***** DATA PROVIDED

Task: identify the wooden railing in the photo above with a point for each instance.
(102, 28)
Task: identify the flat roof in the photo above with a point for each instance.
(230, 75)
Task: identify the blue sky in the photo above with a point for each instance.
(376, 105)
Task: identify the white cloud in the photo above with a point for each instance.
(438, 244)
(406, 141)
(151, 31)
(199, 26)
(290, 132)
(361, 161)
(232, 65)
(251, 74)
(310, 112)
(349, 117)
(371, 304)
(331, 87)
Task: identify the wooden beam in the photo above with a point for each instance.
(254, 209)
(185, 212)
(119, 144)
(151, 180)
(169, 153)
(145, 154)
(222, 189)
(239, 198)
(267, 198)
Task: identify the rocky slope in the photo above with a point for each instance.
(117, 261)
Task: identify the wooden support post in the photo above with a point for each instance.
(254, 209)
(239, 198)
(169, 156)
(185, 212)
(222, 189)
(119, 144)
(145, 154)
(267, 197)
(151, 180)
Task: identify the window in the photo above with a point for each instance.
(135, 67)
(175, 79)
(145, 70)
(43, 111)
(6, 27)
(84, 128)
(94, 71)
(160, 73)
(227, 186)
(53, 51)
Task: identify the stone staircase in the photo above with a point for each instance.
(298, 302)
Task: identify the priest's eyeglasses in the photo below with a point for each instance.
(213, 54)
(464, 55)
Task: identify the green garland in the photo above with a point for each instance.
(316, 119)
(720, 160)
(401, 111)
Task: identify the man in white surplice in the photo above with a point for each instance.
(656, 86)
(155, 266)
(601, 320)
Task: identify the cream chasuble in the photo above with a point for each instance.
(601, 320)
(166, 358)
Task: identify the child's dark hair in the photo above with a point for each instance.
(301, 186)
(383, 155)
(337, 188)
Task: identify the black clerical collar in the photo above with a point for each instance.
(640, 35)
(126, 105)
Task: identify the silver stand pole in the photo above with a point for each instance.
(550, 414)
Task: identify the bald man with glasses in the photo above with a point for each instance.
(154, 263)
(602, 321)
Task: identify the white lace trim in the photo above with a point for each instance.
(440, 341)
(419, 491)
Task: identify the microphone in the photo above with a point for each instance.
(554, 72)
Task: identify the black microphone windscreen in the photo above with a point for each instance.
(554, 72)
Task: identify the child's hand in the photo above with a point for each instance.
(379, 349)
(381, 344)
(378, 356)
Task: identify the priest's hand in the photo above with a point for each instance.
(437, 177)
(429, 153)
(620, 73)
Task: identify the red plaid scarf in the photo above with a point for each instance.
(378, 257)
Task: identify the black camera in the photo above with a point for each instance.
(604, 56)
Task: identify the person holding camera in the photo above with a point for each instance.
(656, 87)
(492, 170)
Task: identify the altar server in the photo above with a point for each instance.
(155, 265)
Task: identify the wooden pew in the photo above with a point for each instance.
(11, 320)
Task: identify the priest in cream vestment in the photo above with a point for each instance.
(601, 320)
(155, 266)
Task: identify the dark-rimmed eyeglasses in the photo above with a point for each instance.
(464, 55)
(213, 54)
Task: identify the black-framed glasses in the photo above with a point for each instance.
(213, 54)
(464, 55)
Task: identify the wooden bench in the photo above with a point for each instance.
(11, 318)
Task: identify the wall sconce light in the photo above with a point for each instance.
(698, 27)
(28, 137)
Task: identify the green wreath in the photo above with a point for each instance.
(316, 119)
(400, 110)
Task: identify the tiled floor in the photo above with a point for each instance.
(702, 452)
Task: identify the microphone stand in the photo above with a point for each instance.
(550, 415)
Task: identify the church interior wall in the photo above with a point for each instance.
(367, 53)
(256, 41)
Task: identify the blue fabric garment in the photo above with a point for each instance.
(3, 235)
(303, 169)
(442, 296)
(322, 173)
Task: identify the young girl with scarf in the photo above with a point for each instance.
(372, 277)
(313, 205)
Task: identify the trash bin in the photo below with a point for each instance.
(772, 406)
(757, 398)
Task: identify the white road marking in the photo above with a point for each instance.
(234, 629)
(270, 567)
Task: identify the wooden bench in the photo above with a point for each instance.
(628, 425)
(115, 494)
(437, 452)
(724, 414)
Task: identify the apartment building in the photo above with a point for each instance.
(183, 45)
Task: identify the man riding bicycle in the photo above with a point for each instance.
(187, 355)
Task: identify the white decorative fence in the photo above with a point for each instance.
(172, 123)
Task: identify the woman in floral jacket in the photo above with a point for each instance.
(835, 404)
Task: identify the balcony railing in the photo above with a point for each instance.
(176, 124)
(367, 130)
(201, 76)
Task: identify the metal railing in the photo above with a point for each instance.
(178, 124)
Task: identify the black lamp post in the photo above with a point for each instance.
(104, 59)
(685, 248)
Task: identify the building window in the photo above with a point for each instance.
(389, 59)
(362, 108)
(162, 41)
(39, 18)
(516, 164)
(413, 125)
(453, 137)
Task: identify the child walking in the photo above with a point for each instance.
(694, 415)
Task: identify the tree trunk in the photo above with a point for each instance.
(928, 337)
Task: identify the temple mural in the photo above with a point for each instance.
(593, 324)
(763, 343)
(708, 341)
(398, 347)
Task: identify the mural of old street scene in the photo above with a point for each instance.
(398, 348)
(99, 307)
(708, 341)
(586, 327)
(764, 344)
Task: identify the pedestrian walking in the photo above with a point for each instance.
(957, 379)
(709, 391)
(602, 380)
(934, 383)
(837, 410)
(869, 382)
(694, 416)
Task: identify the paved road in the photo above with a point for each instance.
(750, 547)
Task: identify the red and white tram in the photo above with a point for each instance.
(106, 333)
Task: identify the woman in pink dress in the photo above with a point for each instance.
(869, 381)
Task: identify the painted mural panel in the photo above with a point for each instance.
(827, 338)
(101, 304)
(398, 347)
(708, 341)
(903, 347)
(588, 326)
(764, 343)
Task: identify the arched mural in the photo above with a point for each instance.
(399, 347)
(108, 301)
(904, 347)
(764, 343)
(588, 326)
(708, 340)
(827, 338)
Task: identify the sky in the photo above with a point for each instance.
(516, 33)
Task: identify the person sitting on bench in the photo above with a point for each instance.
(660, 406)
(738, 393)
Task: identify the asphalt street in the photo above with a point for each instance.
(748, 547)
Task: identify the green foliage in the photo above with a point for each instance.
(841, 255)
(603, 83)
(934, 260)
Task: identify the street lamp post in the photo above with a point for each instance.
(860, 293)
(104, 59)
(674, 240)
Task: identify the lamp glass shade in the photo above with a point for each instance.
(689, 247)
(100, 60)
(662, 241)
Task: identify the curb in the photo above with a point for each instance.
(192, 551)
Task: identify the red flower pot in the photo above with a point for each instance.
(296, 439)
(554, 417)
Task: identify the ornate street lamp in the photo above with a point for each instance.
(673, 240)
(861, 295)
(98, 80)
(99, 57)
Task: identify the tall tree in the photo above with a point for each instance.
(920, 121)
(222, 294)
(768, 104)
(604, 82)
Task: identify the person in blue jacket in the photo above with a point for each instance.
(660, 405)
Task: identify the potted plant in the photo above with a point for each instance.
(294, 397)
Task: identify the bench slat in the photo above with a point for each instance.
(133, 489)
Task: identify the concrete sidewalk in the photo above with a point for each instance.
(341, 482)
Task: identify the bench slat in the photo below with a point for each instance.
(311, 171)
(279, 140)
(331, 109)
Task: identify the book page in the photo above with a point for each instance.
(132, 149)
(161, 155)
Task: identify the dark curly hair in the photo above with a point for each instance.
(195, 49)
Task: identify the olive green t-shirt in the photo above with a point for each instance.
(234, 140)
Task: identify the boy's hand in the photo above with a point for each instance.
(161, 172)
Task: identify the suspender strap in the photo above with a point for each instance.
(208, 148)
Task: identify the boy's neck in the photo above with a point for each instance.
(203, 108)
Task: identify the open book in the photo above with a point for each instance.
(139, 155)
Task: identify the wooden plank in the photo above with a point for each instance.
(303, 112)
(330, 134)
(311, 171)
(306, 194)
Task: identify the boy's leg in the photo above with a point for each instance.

**********

### ABOUT THIS TASK
Precisely the line with "Task: identify the concrete" and the lines after it, up to the last line of the entries above, are to be reproduced, and nothing more.

### ANSWER TO THIS TASK
Task: identify the concrete sidewalk in the photo above with a point for each instance.
(341, 482)
Task: identify the bench slat in the photo below with a point for each instance.
(311, 171)
(279, 140)
(331, 109)
Task: identify the book page in the photo above with a point for each instance.
(132, 149)
(161, 155)
Task: identify the dark curly hair in the photo above with a point for each instance.
(195, 49)
Task: identify the olive green t-shirt in the photo above with a point for each instance.
(234, 140)
Task: identify the boy's hand in the photo above with a point for each instance.
(161, 172)
Task: identify the suspender strap in the photo above with a point for each instance.
(208, 148)
Task: identify the boy's neck in the photo above with a point for each instance.
(203, 108)
Task: identify the open book in the photo above with a point for each instance.
(139, 155)
Task: identify the wooden plank in the photo above with a point for each instance.
(303, 112)
(330, 134)
(311, 171)
(306, 194)
Task: identify the boy's leg in the photo above with a point for each instance.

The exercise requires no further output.